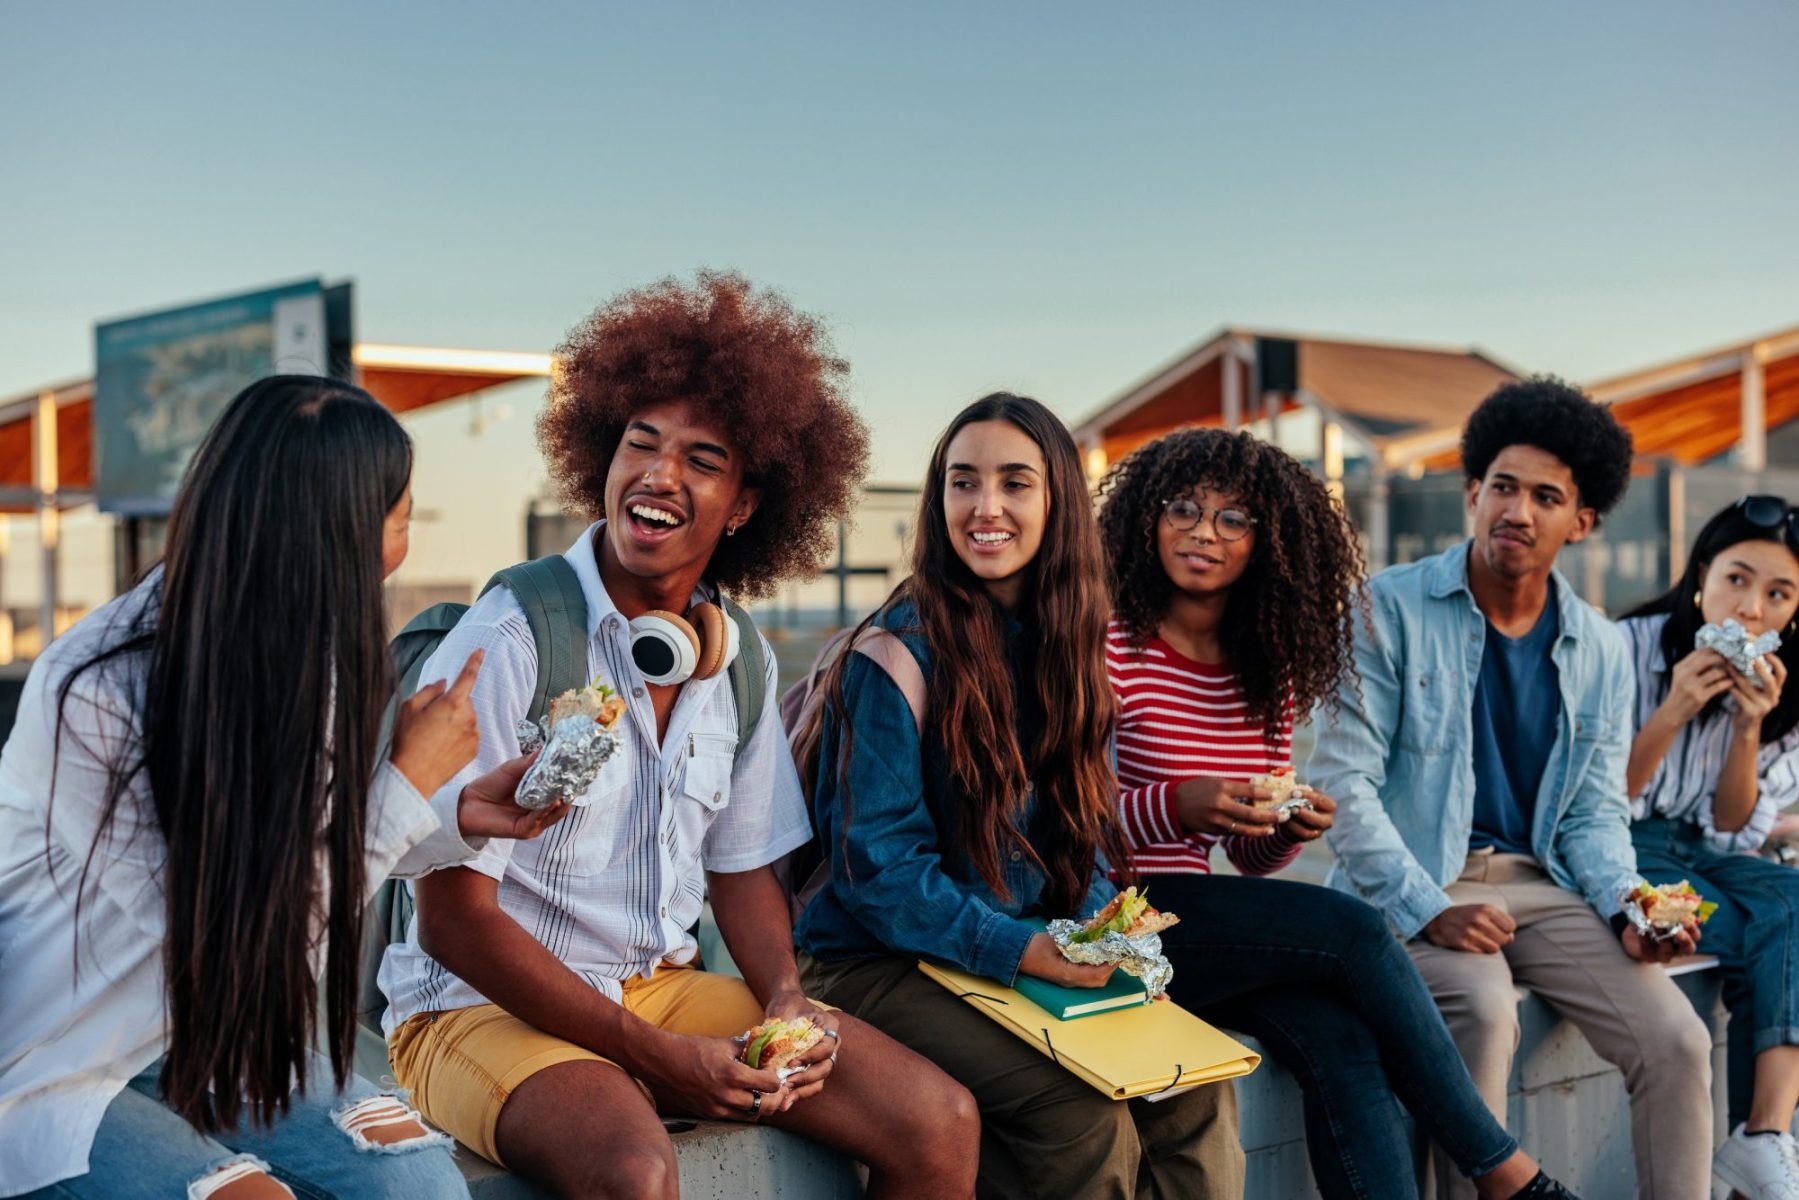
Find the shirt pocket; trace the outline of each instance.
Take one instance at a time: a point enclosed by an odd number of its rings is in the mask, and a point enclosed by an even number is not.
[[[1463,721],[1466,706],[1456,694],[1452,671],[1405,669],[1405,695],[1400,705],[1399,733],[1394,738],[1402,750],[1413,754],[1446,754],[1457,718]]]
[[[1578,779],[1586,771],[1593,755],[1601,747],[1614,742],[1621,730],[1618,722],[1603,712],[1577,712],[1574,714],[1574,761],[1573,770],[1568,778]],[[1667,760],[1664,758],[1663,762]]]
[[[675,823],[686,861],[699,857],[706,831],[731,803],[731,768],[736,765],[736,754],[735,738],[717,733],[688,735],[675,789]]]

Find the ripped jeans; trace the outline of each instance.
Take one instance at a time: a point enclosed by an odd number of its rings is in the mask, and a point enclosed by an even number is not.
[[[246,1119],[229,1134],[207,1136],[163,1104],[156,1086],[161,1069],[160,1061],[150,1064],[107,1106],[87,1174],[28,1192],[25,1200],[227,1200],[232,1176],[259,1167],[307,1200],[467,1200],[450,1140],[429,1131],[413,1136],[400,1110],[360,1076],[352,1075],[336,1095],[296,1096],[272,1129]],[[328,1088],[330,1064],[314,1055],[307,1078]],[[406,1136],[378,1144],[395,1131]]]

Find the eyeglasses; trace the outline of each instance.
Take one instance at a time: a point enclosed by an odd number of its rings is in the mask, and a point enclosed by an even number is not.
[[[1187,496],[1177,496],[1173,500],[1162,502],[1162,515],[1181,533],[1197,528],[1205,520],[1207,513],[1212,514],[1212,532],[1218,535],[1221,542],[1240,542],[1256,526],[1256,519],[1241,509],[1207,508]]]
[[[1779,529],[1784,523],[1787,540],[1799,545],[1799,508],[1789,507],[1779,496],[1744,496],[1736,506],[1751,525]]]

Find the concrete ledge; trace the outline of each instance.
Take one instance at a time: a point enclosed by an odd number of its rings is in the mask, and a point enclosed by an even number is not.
□ □ □ □ □
THE TASK: Extract the text of all the records above verbatim, excluding pictures.

ANSWER BOX:
Find the shirt pocket; trace the outline of each instance.
Take one instance at a time: a point enclosed by an odd number of its rings is in the mask, and a point enclosed by an even number is not.
[[[1463,721],[1466,706],[1456,694],[1452,671],[1405,669],[1405,695],[1400,705],[1399,733],[1394,738],[1402,750],[1413,754],[1446,754],[1457,718]]]
[[[1578,779],[1586,771],[1593,755],[1601,747],[1614,742],[1621,730],[1618,722],[1603,712],[1577,712],[1574,714],[1574,761],[1573,770],[1568,778]],[[1667,760],[1664,758],[1663,762]]]
[[[675,823],[686,861],[699,857],[706,831],[731,803],[731,768],[736,765],[736,754],[735,738],[717,733],[688,735],[675,789]]]

Find the ripped jeans; trace the outline of each instance.
Take one instance at a time: a point enclosed by an odd number of its rings is in the mask, and a point enclosed by an even number is not.
[[[246,1119],[229,1134],[207,1136],[163,1104],[156,1086],[161,1069],[160,1061],[150,1064],[107,1106],[87,1174],[28,1192],[25,1200],[227,1200],[232,1176],[259,1167],[307,1200],[467,1200],[450,1140],[429,1131],[413,1136],[400,1110],[360,1076],[352,1075],[336,1095],[296,1096],[272,1129]],[[328,1088],[330,1064],[314,1055],[307,1078]],[[406,1136],[378,1144],[395,1131]]]

Find the eyeglasses; trace the outline of each instance.
Take one instance at a time: a point enclosed by an odd number of its rings is in the mask, and a point enclosed by an even number is not.
[[[1187,496],[1177,496],[1173,500],[1162,502],[1162,515],[1181,533],[1197,528],[1205,520],[1207,513],[1212,514],[1212,532],[1218,535],[1221,542],[1240,542],[1256,526],[1256,519],[1241,509],[1207,508]]]
[[[1779,529],[1784,523],[1787,540],[1799,545],[1799,508],[1789,507],[1779,496],[1744,496],[1736,506],[1751,525]]]

Find the concrete ledge; trace the outline of each instance.
Take one instance at a time: a point enclosed by an odd number of its rings is in the mask, and a point enclosed by an even number is not.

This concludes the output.